# [DATA SUPPLIED]
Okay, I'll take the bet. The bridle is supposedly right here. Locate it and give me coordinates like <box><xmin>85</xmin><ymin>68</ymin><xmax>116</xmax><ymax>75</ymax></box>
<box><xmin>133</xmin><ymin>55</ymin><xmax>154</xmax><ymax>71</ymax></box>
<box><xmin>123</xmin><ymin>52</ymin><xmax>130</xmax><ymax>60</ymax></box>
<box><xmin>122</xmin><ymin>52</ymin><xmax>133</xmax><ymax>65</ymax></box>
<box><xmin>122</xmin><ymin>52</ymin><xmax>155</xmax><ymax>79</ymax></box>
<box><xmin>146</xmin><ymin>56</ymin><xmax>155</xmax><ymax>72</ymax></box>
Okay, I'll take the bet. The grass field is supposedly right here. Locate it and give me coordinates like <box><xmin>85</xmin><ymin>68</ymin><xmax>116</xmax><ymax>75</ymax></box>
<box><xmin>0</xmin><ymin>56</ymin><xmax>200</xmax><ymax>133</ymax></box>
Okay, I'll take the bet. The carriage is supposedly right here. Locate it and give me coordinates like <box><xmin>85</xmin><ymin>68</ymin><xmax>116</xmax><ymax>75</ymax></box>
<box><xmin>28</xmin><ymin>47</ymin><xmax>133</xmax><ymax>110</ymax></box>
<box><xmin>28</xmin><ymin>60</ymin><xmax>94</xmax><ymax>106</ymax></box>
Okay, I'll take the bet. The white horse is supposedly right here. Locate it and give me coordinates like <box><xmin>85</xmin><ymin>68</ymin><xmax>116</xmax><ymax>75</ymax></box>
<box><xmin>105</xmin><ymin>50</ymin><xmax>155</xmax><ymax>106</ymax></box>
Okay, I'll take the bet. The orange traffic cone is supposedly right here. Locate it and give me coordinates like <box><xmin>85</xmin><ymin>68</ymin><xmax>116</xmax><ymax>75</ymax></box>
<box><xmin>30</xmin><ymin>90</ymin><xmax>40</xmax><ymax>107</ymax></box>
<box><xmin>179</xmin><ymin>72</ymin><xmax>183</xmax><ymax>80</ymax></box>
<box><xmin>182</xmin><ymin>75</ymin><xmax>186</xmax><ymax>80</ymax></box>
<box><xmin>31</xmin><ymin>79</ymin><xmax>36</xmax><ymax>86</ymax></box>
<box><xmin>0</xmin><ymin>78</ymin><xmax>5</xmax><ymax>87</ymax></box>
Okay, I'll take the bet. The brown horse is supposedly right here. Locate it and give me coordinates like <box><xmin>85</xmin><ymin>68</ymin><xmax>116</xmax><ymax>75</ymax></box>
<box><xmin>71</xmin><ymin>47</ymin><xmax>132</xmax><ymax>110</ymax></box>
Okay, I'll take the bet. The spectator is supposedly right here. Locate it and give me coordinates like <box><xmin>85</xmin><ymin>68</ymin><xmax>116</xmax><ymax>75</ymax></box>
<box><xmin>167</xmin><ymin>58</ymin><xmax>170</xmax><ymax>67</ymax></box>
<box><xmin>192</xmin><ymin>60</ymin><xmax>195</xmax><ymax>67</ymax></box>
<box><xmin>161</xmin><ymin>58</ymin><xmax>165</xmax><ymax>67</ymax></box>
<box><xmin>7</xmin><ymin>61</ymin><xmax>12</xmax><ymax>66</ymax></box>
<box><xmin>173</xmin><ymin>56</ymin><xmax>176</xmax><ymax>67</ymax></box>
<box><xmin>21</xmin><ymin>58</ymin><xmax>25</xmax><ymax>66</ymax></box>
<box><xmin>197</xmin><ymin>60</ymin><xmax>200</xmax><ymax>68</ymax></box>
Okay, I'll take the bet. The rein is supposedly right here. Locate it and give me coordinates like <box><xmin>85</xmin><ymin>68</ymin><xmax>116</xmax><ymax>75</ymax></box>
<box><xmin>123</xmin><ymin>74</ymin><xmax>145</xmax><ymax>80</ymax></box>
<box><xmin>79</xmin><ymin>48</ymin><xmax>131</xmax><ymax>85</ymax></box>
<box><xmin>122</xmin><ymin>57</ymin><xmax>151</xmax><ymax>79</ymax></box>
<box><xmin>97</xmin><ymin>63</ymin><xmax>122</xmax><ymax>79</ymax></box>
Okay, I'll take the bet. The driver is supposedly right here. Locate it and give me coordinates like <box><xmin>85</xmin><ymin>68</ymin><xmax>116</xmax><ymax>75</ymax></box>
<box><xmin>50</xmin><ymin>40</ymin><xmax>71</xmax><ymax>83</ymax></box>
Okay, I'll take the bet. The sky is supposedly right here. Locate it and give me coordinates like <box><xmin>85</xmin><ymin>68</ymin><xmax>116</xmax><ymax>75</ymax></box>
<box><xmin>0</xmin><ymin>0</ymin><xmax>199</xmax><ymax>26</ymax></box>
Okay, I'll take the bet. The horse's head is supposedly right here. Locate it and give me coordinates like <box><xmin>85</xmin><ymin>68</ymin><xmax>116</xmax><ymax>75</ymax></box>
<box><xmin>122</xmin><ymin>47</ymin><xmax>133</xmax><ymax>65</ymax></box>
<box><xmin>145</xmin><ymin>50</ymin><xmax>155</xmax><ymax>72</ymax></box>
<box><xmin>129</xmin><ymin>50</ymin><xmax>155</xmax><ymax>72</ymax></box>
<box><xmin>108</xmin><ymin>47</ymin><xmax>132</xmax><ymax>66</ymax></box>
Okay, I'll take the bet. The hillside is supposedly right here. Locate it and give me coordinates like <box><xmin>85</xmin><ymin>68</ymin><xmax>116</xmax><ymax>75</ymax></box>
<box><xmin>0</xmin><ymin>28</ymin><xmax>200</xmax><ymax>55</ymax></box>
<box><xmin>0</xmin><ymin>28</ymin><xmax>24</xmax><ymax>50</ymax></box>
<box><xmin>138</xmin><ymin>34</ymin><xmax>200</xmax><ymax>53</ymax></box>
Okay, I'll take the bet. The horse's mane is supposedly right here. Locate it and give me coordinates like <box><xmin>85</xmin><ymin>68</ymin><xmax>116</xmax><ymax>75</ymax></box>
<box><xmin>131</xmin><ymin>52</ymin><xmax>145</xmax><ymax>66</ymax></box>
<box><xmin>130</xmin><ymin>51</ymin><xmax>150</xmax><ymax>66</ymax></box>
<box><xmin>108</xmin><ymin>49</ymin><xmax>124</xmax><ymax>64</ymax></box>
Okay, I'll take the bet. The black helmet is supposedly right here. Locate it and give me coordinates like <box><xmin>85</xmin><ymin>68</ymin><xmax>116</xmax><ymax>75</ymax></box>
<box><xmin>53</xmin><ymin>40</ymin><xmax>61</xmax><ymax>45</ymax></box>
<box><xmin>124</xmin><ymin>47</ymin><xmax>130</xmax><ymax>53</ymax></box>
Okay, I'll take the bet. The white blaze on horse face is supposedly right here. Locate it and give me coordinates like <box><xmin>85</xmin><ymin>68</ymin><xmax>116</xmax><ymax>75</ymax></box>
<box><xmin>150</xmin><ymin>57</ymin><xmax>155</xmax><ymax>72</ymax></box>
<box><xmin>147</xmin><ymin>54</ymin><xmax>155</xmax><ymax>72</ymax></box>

# [EXERCISE REQUIREMENTS]
Once you have read the records above, write them out again exactly.

# [SOLUTION FOR THIS EXERCISE]
Okay, I'll take the bet. The bridle is supposedly right here. Locate it and give me coordinates like <box><xmin>85</xmin><ymin>68</ymin><xmax>116</xmax><ymax>75</ymax></box>
<box><xmin>133</xmin><ymin>55</ymin><xmax>154</xmax><ymax>71</ymax></box>
<box><xmin>123</xmin><ymin>52</ymin><xmax>130</xmax><ymax>60</ymax></box>
<box><xmin>122</xmin><ymin>52</ymin><xmax>133</xmax><ymax>65</ymax></box>
<box><xmin>122</xmin><ymin>52</ymin><xmax>155</xmax><ymax>79</ymax></box>
<box><xmin>146</xmin><ymin>56</ymin><xmax>155</xmax><ymax>72</ymax></box>
Okay, I'll take the bet. The grass field is supposedly right here. Locate it and give me coordinates like <box><xmin>85</xmin><ymin>68</ymin><xmax>116</xmax><ymax>75</ymax></box>
<box><xmin>0</xmin><ymin>56</ymin><xmax>200</xmax><ymax>133</ymax></box>
Okay, I'll take the bet. The carriage is supposedly right here. Locate it and give me coordinates like <box><xmin>85</xmin><ymin>68</ymin><xmax>116</xmax><ymax>75</ymax></box>
<box><xmin>28</xmin><ymin>47</ymin><xmax>133</xmax><ymax>110</ymax></box>
<box><xmin>28</xmin><ymin>60</ymin><xmax>94</xmax><ymax>106</ymax></box>
Okay, I'll take the bet. The white horse is supposedly right here. Locate it and give me coordinates like <box><xmin>85</xmin><ymin>68</ymin><xmax>116</xmax><ymax>75</ymax></box>
<box><xmin>105</xmin><ymin>50</ymin><xmax>155</xmax><ymax>106</ymax></box>
Okay, I'll take the bet. The orange traffic cone is supposedly right here. Locate it and give me coordinates like <box><xmin>85</xmin><ymin>68</ymin><xmax>116</xmax><ymax>75</ymax></box>
<box><xmin>30</xmin><ymin>90</ymin><xmax>40</xmax><ymax>107</ymax></box>
<box><xmin>179</xmin><ymin>72</ymin><xmax>183</xmax><ymax>80</ymax></box>
<box><xmin>182</xmin><ymin>75</ymin><xmax>186</xmax><ymax>80</ymax></box>
<box><xmin>31</xmin><ymin>79</ymin><xmax>36</xmax><ymax>86</ymax></box>
<box><xmin>0</xmin><ymin>78</ymin><xmax>5</xmax><ymax>87</ymax></box>
Okay, I'll take the bet. The brown horse is supposedly right here. Locate it and give me coordinates like <box><xmin>85</xmin><ymin>68</ymin><xmax>116</xmax><ymax>75</ymax></box>
<box><xmin>71</xmin><ymin>47</ymin><xmax>132</xmax><ymax>110</ymax></box>
Okay, I'll take the bet. The spectator is supposedly right here. Locate it and give me coordinates like <box><xmin>85</xmin><ymin>68</ymin><xmax>116</xmax><ymax>75</ymax></box>
<box><xmin>167</xmin><ymin>58</ymin><xmax>170</xmax><ymax>67</ymax></box>
<box><xmin>192</xmin><ymin>60</ymin><xmax>195</xmax><ymax>67</ymax></box>
<box><xmin>161</xmin><ymin>58</ymin><xmax>165</xmax><ymax>67</ymax></box>
<box><xmin>7</xmin><ymin>61</ymin><xmax>12</xmax><ymax>66</ymax></box>
<box><xmin>173</xmin><ymin>56</ymin><xmax>176</xmax><ymax>67</ymax></box>
<box><xmin>21</xmin><ymin>58</ymin><xmax>25</xmax><ymax>66</ymax></box>
<box><xmin>197</xmin><ymin>60</ymin><xmax>200</xmax><ymax>68</ymax></box>
Okay, I'll take the bet. The rein is supposedly right here. Locate it and give me coordinates like <box><xmin>85</xmin><ymin>68</ymin><xmax>116</xmax><ymax>75</ymax></box>
<box><xmin>123</xmin><ymin>74</ymin><xmax>145</xmax><ymax>80</ymax></box>
<box><xmin>79</xmin><ymin>48</ymin><xmax>131</xmax><ymax>85</ymax></box>
<box><xmin>122</xmin><ymin>57</ymin><xmax>151</xmax><ymax>79</ymax></box>
<box><xmin>97</xmin><ymin>63</ymin><xmax>122</xmax><ymax>79</ymax></box>
Okay, I'll take the bet. The driver is supposedly right here. Locate it and give me coordinates like <box><xmin>85</xmin><ymin>68</ymin><xmax>116</xmax><ymax>75</ymax></box>
<box><xmin>50</xmin><ymin>40</ymin><xmax>71</xmax><ymax>83</ymax></box>
Okay, I'll take the bet. The sky is supposedly right here. Locate it and give me coordinates like <box><xmin>85</xmin><ymin>68</ymin><xmax>116</xmax><ymax>75</ymax></box>
<box><xmin>0</xmin><ymin>0</ymin><xmax>199</xmax><ymax>26</ymax></box>
Okay, I'll take the bet. The horse's head is supposedly right here. Locate it and give me coordinates like <box><xmin>85</xmin><ymin>68</ymin><xmax>116</xmax><ymax>75</ymax></box>
<box><xmin>122</xmin><ymin>47</ymin><xmax>133</xmax><ymax>65</ymax></box>
<box><xmin>145</xmin><ymin>50</ymin><xmax>155</xmax><ymax>72</ymax></box>
<box><xmin>129</xmin><ymin>50</ymin><xmax>155</xmax><ymax>72</ymax></box>
<box><xmin>108</xmin><ymin>47</ymin><xmax>132</xmax><ymax>66</ymax></box>
Okay, I'll take the bet. The hillside is supposedly right here. Locate it and give me coordinates like <box><xmin>85</xmin><ymin>68</ymin><xmax>116</xmax><ymax>75</ymax></box>
<box><xmin>0</xmin><ymin>28</ymin><xmax>200</xmax><ymax>55</ymax></box>
<box><xmin>0</xmin><ymin>28</ymin><xmax>24</xmax><ymax>50</ymax></box>
<box><xmin>138</xmin><ymin>34</ymin><xmax>200</xmax><ymax>53</ymax></box>
Okay, I'll take the bet. The horse's mane is supposedly right here. Locate it and give me coordinates like <box><xmin>85</xmin><ymin>68</ymin><xmax>116</xmax><ymax>75</ymax></box>
<box><xmin>131</xmin><ymin>52</ymin><xmax>145</xmax><ymax>66</ymax></box>
<box><xmin>130</xmin><ymin>51</ymin><xmax>150</xmax><ymax>66</ymax></box>
<box><xmin>108</xmin><ymin>49</ymin><xmax>124</xmax><ymax>64</ymax></box>
Okay, I'll take the bet. The black helmet is supposedly right here. Locate it and give me coordinates like <box><xmin>85</xmin><ymin>68</ymin><xmax>116</xmax><ymax>75</ymax></box>
<box><xmin>53</xmin><ymin>40</ymin><xmax>61</xmax><ymax>45</ymax></box>
<box><xmin>124</xmin><ymin>47</ymin><xmax>130</xmax><ymax>53</ymax></box>
Okay, I'll take the bet. The white blaze on horse face is supposedly right here. Locate it and give me coordinates like <box><xmin>85</xmin><ymin>68</ymin><xmax>116</xmax><ymax>75</ymax></box>
<box><xmin>150</xmin><ymin>57</ymin><xmax>155</xmax><ymax>72</ymax></box>
<box><xmin>147</xmin><ymin>54</ymin><xmax>155</xmax><ymax>72</ymax></box>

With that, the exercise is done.